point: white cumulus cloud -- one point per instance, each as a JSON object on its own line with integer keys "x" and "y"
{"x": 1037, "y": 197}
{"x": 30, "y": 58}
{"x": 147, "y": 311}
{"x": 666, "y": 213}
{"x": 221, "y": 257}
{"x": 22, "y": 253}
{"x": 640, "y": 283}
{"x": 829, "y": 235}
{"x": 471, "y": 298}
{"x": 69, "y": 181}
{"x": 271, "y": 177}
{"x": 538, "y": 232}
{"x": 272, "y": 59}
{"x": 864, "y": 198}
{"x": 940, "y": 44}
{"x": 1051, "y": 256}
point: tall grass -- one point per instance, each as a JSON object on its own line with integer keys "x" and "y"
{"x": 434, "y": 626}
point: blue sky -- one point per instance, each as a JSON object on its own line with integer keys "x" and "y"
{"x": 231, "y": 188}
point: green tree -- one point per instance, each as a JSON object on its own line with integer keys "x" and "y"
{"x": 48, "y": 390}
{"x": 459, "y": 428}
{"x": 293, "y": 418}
...
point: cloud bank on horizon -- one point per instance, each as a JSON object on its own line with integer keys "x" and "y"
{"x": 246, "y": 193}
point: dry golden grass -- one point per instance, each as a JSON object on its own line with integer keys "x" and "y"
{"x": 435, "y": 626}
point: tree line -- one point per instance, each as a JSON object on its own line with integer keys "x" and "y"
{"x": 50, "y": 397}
==
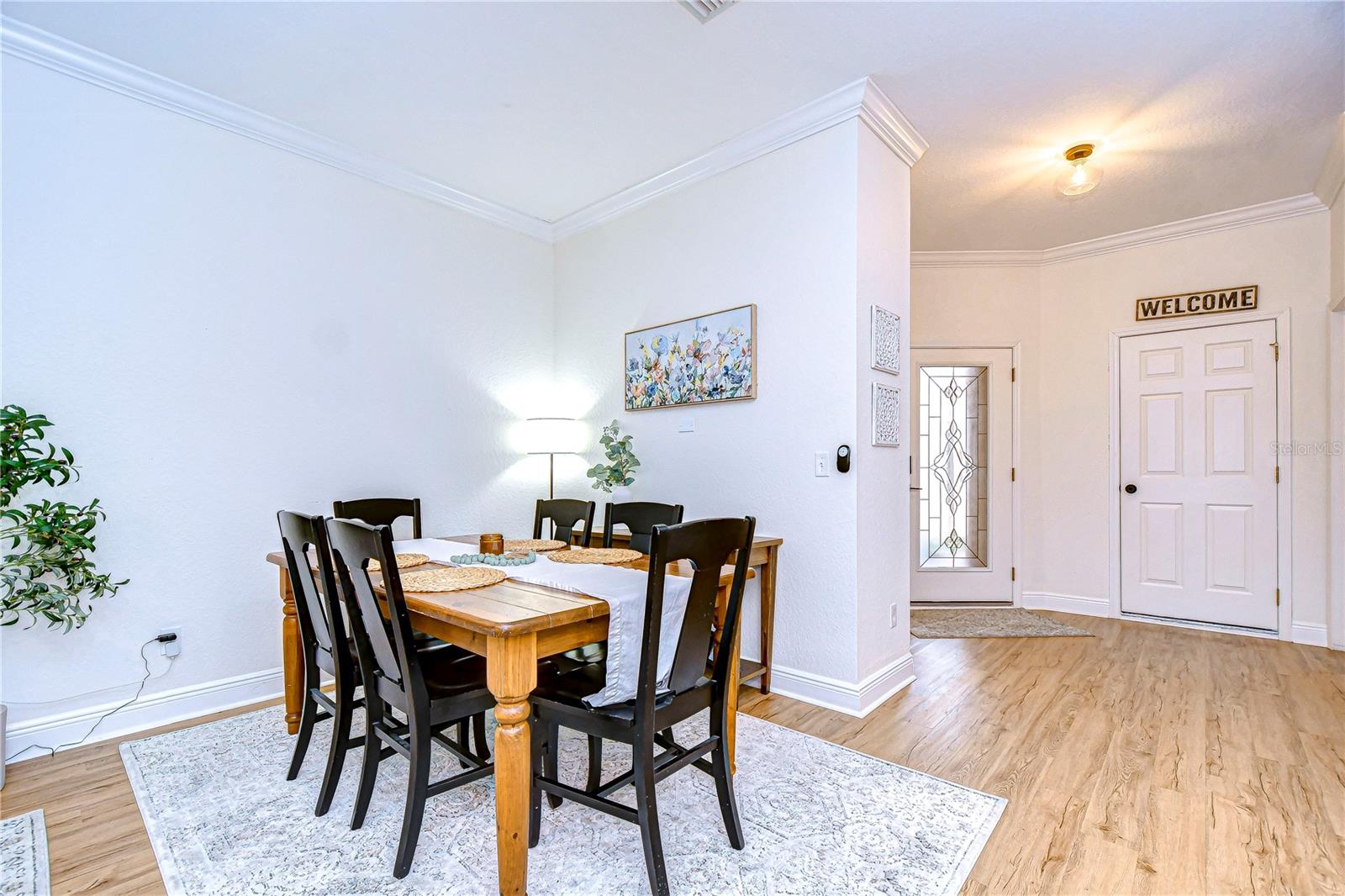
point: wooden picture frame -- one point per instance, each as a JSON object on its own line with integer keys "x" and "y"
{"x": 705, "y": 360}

_GIVEN TASK_: Locate each line in the records above that contains the word "tree" and copy those lines out in full.

_OUTPUT FOR THIS EXERCISE_:
point: green tree -- one point per instance, each as a JSON object on its own line with integer keys "x" and "y"
point: tree line -- one point per instance, each as a JSON object on its own line with integer keys "x" and "y"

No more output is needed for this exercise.